● Texto proporcionado
===

Distinguimos diversos grados de amor. El primero, es el temor de ofender a Dios. Quien mantiene su alma libre de todo mal pensamiento ha alcanzado el segundo. El tercero es el del alma que lleva sensiblemente la gracia en sí; el cuarto es el amor perfecto de Dios y aquel que lo posee tiene en el cuerpo y en el alma la gracia del Espíritu Santo. Su cuerpo es santificado y sus huesos serán incorruptibles. Aquel que vive en una tal santidad está libre de toda envidia y de toda pasión; la caridad lo envuelve completamente, y las cosas de la tierra no tocan más al alma. Y si bien este hombre vive en el mundo junto con los otros, sin embargo olvida las cosas de este mundo en su amor por Dios.

Hay hombres que no temen la muerte y que dicen con san Simeón: “¡Deja ir ahora, Señor, a tu servidor!”.

Conozco un hombre a quien el Señor visitó por su gracia. Si el Señor le hubiese preguntado: “¿Quieres que te de todavía más?”, él le hubiese respondido en su impotencia carnal: “Señor, Tu me ves, si me dieras más, yo moriría”. Porque la potencia del hombre es limitada y no puede contener la plenitud de la gracia. El Señor ha subido al cielo y nos espera; pero estar con Dios quiere decir serle semejante. También nosotros debemos ser humildes y simples como los niños y servir al Señor. Entonces, un día, estaremos con Él en el Reino de los cielos, porque ha dicho: “Allí donde Yo estoy, allí estará mi servidor”. Ahora mi alma está desalentada y abatida; mi espíritu no es puro, mis pecados me abruman y yo no tengo más lágrimas. He perdido la alegría y la paz; mi alma es impenitente y está fatigada por las tinieblas de la vida.

San Poimén el Grande dice: “Nuestra voluntad se eleva como una muralla de hierro entre nosotros y Dios e impide que podamos unirnos a Él y ver su gracia”.

¿Qué me ha sucedido? ¿Cómo puedo recobrar lo que he perdido? ¿Quién me cantará el canto que yo amaba desde mi infancia, el cántico de la Ascensión del Señor? Escucharé este cántico con lágrimas porque mi alma está triste. ¡Laméntense conmigo, pájaros y animales salvajes; lloren conmigo, bosques y desierto! ¡Consuélenme, oh criaturas de Dios!

===

● Tareas
A - Resume en dos oraciones el texto sobre los grados del amor.
B - Reproduce el fragmento del texto sobre los grados del amor que empieza en "San Poimén el" y termina en "criaturas de Dios!".

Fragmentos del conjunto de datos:
===

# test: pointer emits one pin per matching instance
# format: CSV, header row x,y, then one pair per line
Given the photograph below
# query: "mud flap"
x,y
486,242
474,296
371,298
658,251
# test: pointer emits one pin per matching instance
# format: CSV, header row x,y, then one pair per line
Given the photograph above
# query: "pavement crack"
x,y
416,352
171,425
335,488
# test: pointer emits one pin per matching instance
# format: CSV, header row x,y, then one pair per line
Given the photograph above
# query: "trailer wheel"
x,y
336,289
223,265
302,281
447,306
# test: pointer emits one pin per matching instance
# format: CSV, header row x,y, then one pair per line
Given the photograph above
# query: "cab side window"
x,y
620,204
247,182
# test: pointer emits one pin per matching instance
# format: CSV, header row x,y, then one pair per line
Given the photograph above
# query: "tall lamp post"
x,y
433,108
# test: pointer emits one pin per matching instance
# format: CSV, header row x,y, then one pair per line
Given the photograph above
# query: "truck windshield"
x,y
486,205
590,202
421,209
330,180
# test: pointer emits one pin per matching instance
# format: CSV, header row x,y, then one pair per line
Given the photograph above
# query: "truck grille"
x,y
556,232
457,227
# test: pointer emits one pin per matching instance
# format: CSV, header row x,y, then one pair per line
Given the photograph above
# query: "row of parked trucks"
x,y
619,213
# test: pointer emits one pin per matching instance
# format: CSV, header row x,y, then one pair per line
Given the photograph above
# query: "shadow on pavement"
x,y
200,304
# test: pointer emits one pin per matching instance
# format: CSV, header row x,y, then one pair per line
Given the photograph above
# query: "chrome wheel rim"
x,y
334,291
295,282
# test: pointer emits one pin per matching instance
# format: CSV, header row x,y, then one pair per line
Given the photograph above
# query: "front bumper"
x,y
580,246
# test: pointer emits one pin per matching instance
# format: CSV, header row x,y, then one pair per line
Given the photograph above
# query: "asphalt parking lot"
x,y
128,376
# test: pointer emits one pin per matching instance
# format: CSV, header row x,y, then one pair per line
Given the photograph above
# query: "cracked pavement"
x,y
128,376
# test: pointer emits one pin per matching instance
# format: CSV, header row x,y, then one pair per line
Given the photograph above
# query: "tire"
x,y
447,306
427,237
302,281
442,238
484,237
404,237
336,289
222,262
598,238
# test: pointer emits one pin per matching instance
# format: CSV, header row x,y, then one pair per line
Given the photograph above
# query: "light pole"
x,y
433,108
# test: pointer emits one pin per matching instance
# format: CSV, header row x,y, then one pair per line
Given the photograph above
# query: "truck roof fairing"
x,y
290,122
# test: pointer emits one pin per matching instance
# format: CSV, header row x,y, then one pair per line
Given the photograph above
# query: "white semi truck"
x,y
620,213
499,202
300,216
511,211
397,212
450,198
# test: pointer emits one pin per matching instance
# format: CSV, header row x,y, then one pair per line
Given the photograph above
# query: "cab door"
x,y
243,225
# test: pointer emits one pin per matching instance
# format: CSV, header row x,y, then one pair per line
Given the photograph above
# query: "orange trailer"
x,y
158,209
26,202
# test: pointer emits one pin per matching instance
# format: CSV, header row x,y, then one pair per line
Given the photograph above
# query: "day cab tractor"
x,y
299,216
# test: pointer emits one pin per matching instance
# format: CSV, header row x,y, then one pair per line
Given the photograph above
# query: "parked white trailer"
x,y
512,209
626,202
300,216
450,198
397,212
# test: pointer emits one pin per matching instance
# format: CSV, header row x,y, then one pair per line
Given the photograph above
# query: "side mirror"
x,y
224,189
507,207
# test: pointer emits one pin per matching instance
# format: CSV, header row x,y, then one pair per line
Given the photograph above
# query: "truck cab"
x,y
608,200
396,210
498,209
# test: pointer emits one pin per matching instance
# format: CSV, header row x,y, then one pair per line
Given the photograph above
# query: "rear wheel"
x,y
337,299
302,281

===

● Tus respuestas
A - El texto distingue cuatro grados de amor, que van del temor de ofender a Dios al amor perfecto, en el que quien lo posee tiene en el cuerpo y en el alma la gracia del Espíritu Santo. Afirma también que estar con Dios quiere decir serle semejante, y quien habla lamenta haber perdido la alegría y la paz.

B -
San Poimén el Grande dice: “Nuestra voluntad se eleva como una muralla de hierro entre nosotros y Dios e impide que podamos unirnos a Él y ver su gracia”.

¿Qué me ha sucedido? ¿Cómo puedo recobrar lo que he perdido? ¿Quién me cantará el canto que yo amaba desde mi infancia, el cántico de la Ascensión del Señor? Escucharé este cántico con lágrimas porque mi alma está triste. ¡Laméntense conmigo, pájaros y animales salvajes; lloren conmigo, bosques y desierto! ¡Consuélenme, oh criaturas de Dios!